> **BRIEF**:
Write out everything in the listing below from the line containing "Objective — for the metal climbing" down to its final line, request lines included. Shift every point coordinate in the answers by -58.

[Named object point entries]
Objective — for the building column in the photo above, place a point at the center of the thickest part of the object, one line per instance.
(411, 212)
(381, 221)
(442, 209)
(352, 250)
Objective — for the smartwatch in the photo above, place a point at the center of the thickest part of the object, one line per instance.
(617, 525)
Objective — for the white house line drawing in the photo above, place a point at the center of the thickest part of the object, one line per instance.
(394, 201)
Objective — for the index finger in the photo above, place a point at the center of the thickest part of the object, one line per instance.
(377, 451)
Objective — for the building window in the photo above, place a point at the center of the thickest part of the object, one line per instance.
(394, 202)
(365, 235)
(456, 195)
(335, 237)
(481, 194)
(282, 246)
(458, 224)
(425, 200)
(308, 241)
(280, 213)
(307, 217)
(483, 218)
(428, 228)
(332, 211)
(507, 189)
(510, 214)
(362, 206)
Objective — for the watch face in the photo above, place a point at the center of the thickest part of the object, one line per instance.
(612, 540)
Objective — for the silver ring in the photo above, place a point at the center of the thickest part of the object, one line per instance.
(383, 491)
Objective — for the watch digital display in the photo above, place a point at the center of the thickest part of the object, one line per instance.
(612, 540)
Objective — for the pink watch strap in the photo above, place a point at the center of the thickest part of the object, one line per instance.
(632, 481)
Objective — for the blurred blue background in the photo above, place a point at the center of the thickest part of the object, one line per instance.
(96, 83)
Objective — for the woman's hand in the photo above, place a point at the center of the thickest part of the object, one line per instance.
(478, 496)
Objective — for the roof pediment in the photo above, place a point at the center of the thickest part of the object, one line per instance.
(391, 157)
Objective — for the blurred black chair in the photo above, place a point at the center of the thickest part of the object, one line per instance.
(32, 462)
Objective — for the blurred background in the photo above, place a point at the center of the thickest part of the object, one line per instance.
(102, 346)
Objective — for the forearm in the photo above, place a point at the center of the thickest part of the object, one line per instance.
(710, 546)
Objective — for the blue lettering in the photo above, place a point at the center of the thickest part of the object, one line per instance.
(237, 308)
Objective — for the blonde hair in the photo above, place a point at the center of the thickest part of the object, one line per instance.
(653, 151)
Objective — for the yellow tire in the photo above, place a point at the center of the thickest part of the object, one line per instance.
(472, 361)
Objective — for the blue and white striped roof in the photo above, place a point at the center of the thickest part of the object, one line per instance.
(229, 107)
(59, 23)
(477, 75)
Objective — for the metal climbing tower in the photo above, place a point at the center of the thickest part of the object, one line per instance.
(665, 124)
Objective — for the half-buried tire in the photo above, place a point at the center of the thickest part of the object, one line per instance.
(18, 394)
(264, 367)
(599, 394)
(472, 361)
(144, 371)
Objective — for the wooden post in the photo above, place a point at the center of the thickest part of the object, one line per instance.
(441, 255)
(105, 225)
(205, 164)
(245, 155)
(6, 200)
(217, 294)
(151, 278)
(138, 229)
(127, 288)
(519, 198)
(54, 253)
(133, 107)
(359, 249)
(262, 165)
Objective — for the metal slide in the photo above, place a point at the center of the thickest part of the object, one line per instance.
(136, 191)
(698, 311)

> **THE SOLUTION**:
Objective — for the metal climbing tower in the photo above, place a point at the center of the thickest part of the object, one line per instance.
(607, 66)
Objective — for the half-buried tire in the photo above, place a point at the center of the thickest part of the object, one line per instance.
(-40, 336)
(206, 309)
(541, 336)
(414, 303)
(86, 313)
Objective — for the wooden post in the photo above, place a point at the center of the thickest part of the object, one line per instance.
(383, 197)
(47, 167)
(147, 106)
(187, 97)
(-52, 142)
(159, 236)
(93, 220)
(80, 171)
(69, 230)
(461, 140)
(-4, 195)
(75, 49)
(301, 191)
(204, 107)
Objective — for the metal slide in the photo above, place a point at the center of the thickest part of the object, one line per instance.
(78, 133)
(640, 253)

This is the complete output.